*Documento fuente:*
Pocas comarcas pueden aportar más experiencia en la gestión de inundaciones que La Ribera. Se acumulan decenas de episodios en las últimas décadas y todavía se mantiene muy vivo el recuerdo de las catastróficas sacudidas del Xúquer registradas en 1982 y 1987. La veteranía siempre ayuda en la toma de decisiones, aunque suele servir de poco a la hora de administrar las emociones y la ordenación del territorio. Ayer volvieron a demostrarlo las escenas de sobresalto y angustia vividas por un vecindario atormentado ante el imprevisibilidad de un temporal que cabe considerar histórico porque actuaba combinado con un frío sobrecogedor y un viento extraordinario. Y también se sumaron más pruebas respecto a la vulnerabilidad de una comarca que ha logrado más presencia en los telediarios que en el orden del día de los consejos de ministros que deciden las inversiones en infraestructuras.

*Registros de datos:*
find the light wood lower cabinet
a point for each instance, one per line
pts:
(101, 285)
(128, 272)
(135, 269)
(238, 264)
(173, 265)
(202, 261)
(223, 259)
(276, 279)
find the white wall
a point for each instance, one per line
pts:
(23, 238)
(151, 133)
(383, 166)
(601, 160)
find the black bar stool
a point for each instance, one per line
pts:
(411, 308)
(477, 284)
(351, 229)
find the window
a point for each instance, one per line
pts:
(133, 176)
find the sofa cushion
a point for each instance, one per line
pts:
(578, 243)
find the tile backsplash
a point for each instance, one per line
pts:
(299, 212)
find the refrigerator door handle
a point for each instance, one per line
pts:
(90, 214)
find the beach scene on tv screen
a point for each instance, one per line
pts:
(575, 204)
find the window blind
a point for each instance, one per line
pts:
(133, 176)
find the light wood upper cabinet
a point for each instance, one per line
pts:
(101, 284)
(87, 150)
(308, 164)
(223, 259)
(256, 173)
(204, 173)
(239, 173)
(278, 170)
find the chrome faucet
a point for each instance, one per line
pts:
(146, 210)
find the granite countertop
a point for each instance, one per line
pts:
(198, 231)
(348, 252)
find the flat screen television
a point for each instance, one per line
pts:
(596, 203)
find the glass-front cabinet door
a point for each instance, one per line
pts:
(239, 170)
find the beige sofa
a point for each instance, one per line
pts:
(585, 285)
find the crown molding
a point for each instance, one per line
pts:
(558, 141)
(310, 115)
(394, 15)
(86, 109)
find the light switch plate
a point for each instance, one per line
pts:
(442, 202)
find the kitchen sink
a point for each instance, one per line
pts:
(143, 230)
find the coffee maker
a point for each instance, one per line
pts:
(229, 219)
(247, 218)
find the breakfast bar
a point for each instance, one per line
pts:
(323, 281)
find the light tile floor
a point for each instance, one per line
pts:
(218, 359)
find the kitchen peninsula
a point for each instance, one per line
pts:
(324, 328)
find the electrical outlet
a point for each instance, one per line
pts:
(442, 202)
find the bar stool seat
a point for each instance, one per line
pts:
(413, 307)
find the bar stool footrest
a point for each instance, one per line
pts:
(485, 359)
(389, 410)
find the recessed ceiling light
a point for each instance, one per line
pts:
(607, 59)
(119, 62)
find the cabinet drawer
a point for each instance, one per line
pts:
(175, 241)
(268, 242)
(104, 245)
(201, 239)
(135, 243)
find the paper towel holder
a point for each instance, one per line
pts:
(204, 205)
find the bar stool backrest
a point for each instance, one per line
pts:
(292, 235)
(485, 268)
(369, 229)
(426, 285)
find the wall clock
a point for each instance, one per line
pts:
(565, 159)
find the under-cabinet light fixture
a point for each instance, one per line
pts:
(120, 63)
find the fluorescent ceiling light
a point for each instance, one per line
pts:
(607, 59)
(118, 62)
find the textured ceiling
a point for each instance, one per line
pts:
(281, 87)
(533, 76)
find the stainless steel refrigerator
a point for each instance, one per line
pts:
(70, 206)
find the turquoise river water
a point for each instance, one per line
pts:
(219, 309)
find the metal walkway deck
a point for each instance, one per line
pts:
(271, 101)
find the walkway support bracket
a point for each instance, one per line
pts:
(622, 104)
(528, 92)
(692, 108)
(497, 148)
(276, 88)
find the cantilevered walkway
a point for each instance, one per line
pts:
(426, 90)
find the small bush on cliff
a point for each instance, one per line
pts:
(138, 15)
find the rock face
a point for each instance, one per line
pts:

*Enunciado del ejercicio:* Según el documento sobre las inundaciones en La Ribera, ¿en qué años se produjeron las catastróficas sacudidas del Xúquer cuyo recuerdo sigue muy vivo? Los ítems no intervienen en absoluto en este ejercicio.

*Respuesta del ejercicio:* En 1982 y 1987.